## Quoted passage
[START]
Vladimir Putin tries to re-write history by downplaying 1939 Nazi-Soviet pact while blaming the West for appeasing Hitler

  • Vladimir Putin tried to downplay Nazi-Soviet pact made before the start of WWII
  • Russian president also blamed Poland for start of conflict that saw Nazi invasion
  • Kremlin officials have suggested Western appeasement of Hitler led to conflict
  • Poland and Lithuania hit back at Russia's bid to minimise Soviet responsibility

Vladimir Putin has been accused of trying to re-write history by playing down Russia's WWII pact with the Nazis and blaming Western powers for appeasing Hitler before the outbreak of war.

The Russian president has made repeated comments in recent weeks blaming Poland for having a role in sparking the conflict, which saw Nazi forces invade its border.

Putin has also tried to blame Western governments for appeasing Hitler, rather than the Soviet non-aggression pact with Adolf Hitler as paving the way for the start of the Second World War and a calve-up of Eastern Europe.

Other top Russian officials have also sought to stress Polish anti-Semitism as a trigger for the conflict.

Historians in the West say the Russian claims are baseless.

The debate flared last month when Putin rejected Western criticism of the 1939 Soviet pact with Nazi Germany, arguing that the Allied powers, not the Soviet Union, were responsible for trying to appease Hitler.

A Russian propaganda poster showing the Red Army destroying the Nazi monster, made by Russia circa 1943 to 1945. Poland considers the views expressed by Putin and other Russian leaders as amounting to 'Stalinist' and 'propaganda of a totalitarian state'

A Russian propaganda poster showing the Red Army destroying the Nazi monster, made by Russia circa 1943 to 1945. Poland considers the views expressed by Putin and other Russian leaders as amounting to 'Stalinist' and 'propaganda of a totalitarian state'

Russian President Vladimir Putin signing a guest book as he visits the State Museum of Defence and the Siege of Leningrad in Saint Petersburg, Russia, yesterday

Russian President Vladimir Putin signing a guest book as he visits the State Museum of Defence and the Siege of Leningrad in Saint Petersburg, Russia, yesterday 

Poland and Lithuania this week defended themselves against a Russian historical offensive that seeks to minimise Soviet responsibility for the outbreak of World War II, their foreign ministers said.
[END]
## Information provided
[START]
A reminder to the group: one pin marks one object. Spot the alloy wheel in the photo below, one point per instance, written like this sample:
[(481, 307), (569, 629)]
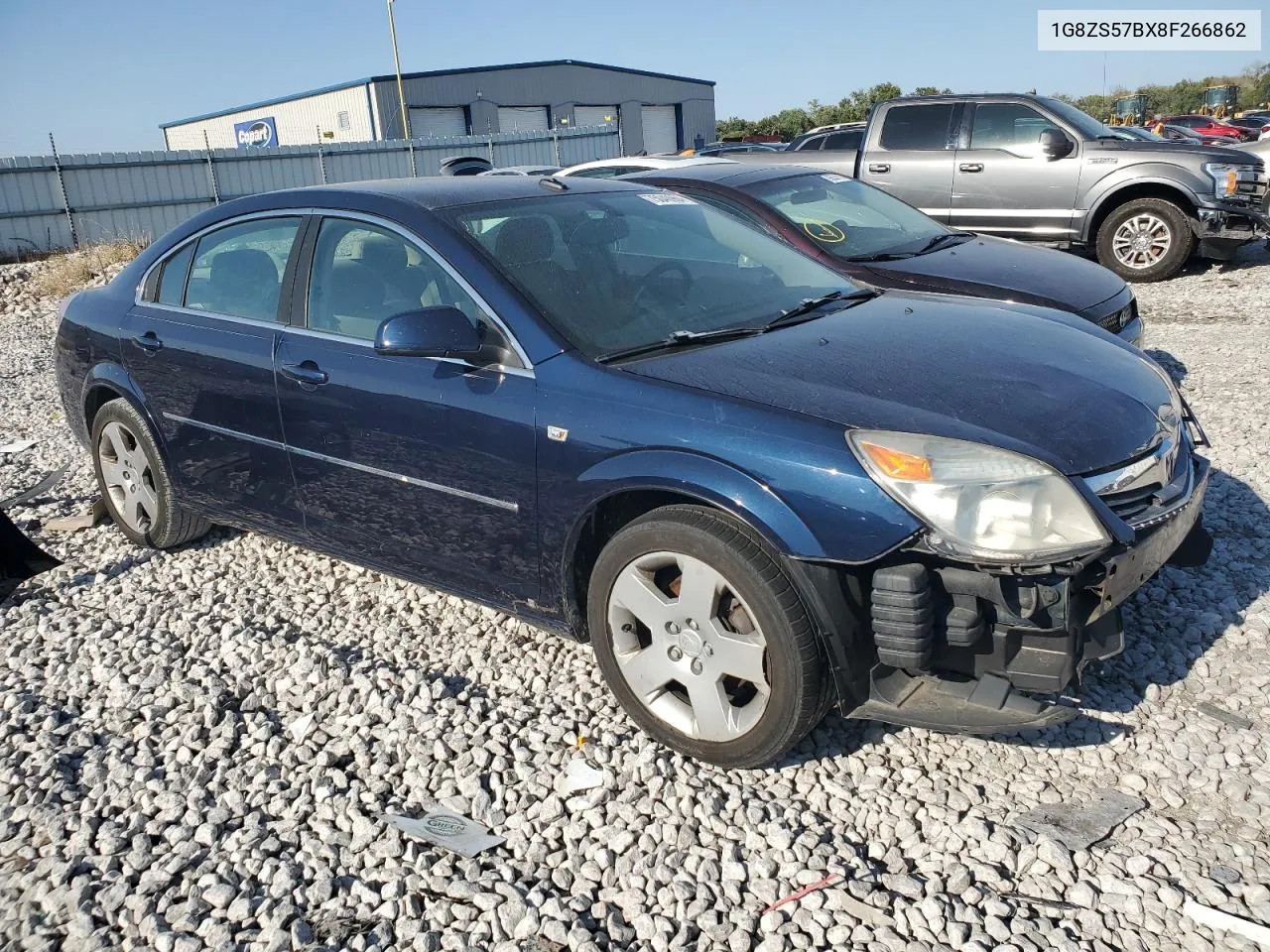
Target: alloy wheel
[(127, 477), (1141, 241), (688, 647)]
[END]
## Your objective
Using the article about Putin and the Nazi-Soviet pact, explain in one to three sentences why Putin has been accused of trying to re-write history.

## Solution to this problem
He has been accused of re-writing history because he played down Russia's WWII pact with the Nazis. He also blamed Western powers for appeasing Hitler before the war broke out.